#### Input data ####

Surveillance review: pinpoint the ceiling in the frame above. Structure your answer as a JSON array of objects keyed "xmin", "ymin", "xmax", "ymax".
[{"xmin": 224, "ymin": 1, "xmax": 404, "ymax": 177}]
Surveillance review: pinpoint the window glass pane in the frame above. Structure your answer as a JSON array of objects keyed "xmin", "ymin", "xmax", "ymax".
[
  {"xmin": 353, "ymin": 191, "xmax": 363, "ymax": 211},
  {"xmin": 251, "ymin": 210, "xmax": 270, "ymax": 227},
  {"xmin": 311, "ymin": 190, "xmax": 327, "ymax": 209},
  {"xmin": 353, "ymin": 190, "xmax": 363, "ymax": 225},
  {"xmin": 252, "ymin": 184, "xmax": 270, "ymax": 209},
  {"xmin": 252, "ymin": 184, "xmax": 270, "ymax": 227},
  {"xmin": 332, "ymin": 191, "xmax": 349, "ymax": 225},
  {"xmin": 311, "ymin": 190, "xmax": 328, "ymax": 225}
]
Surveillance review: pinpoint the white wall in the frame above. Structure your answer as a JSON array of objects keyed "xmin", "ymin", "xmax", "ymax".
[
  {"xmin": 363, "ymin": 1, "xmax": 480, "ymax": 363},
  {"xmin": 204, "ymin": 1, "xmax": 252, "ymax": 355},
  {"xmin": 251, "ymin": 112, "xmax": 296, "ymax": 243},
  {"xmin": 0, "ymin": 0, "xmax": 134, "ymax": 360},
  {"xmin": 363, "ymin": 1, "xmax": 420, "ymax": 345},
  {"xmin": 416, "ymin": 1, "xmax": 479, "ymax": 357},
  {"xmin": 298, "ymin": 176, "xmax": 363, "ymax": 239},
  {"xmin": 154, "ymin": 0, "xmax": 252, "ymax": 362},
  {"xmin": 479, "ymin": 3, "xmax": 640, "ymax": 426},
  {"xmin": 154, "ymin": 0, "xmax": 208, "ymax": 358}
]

####

▶ [What needs to be done]
From the data above, extract every line in its exact form.

▶ [Answer space]
Surveillance review: pinpoint the ceiling in the frame above. Structure your answer as a JSON array of objects keyed "xmin", "ymin", "xmax", "ymax".
[{"xmin": 224, "ymin": 1, "xmax": 404, "ymax": 177}]
Surveillance review: pinpoint the window glass pane in the frame above. Structure your answer as a JSON array of objects keyed "xmin", "ymin", "xmax", "ymax".
[
  {"xmin": 353, "ymin": 191, "xmax": 363, "ymax": 211},
  {"xmin": 251, "ymin": 210, "xmax": 270, "ymax": 227},
  {"xmin": 311, "ymin": 190, "xmax": 327, "ymax": 209},
  {"xmin": 353, "ymin": 190, "xmax": 363, "ymax": 225},
  {"xmin": 252, "ymin": 184, "xmax": 270, "ymax": 209},
  {"xmin": 252, "ymin": 184, "xmax": 270, "ymax": 227},
  {"xmin": 332, "ymin": 191, "xmax": 349, "ymax": 225},
  {"xmin": 311, "ymin": 190, "xmax": 328, "ymax": 225}
]
Surveillance review: pinpoint the white wall in the frame above. Structure your answer as a JSON array of objects keyed "xmin", "ymin", "xmax", "ymax".
[
  {"xmin": 363, "ymin": 1, "xmax": 480, "ymax": 363},
  {"xmin": 204, "ymin": 1, "xmax": 252, "ymax": 355},
  {"xmin": 251, "ymin": 112, "xmax": 296, "ymax": 243},
  {"xmin": 0, "ymin": 0, "xmax": 134, "ymax": 360},
  {"xmin": 363, "ymin": 1, "xmax": 420, "ymax": 345},
  {"xmin": 416, "ymin": 1, "xmax": 479, "ymax": 357},
  {"xmin": 298, "ymin": 176, "xmax": 363, "ymax": 239},
  {"xmin": 154, "ymin": 0, "xmax": 252, "ymax": 362},
  {"xmin": 479, "ymin": 3, "xmax": 640, "ymax": 426},
  {"xmin": 154, "ymin": 0, "xmax": 208, "ymax": 358}
]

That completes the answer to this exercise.